- **Request**: How many lines in the listing below contain the word "bank"? Reply with the number alone.

- **Data to use**:
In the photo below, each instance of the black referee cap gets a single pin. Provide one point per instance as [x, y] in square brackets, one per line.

* * *

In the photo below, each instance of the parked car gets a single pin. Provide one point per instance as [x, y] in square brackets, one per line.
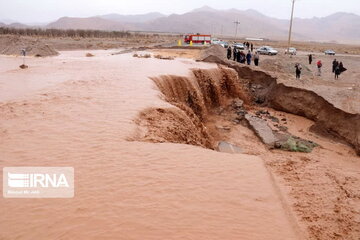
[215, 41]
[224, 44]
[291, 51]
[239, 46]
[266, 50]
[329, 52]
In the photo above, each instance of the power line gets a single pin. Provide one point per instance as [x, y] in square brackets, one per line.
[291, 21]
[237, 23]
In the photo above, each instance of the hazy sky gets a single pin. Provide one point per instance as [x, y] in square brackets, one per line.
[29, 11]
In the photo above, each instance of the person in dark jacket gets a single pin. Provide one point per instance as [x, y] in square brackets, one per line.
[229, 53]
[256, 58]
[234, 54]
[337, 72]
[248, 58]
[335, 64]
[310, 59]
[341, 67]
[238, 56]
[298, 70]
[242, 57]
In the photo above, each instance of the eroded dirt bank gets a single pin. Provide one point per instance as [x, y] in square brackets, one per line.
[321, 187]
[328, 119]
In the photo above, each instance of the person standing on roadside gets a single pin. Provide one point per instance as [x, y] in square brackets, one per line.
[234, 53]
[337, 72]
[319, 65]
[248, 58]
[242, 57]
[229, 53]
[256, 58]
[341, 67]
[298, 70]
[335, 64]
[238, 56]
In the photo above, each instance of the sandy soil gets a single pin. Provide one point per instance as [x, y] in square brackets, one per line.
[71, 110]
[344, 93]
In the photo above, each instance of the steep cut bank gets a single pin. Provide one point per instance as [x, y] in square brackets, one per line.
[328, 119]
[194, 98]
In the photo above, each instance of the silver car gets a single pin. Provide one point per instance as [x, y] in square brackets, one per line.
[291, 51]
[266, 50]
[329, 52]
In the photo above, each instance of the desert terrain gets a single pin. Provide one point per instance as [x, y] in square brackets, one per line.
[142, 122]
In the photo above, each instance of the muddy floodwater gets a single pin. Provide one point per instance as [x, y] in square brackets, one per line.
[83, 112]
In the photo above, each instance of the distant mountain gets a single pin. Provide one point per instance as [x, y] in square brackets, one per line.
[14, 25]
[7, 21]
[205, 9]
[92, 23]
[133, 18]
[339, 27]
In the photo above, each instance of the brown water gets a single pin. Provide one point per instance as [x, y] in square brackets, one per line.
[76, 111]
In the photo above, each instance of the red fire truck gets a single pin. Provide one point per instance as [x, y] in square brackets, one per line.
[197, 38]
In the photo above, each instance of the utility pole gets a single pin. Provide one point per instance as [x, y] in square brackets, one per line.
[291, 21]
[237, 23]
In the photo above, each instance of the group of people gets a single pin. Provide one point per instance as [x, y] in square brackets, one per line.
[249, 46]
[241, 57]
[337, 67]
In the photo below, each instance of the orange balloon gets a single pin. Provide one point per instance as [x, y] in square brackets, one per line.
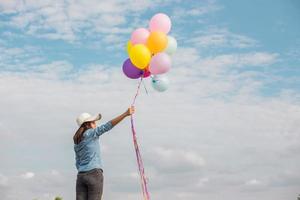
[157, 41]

...

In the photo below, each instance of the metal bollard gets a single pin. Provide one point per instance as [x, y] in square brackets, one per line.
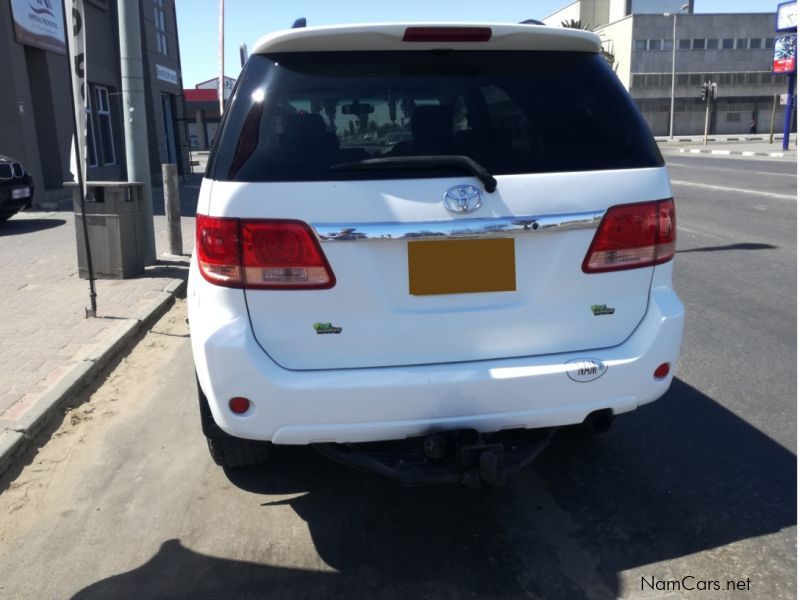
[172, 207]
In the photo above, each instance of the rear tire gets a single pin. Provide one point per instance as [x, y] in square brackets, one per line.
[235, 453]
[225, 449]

- **Response for this exercise**: 2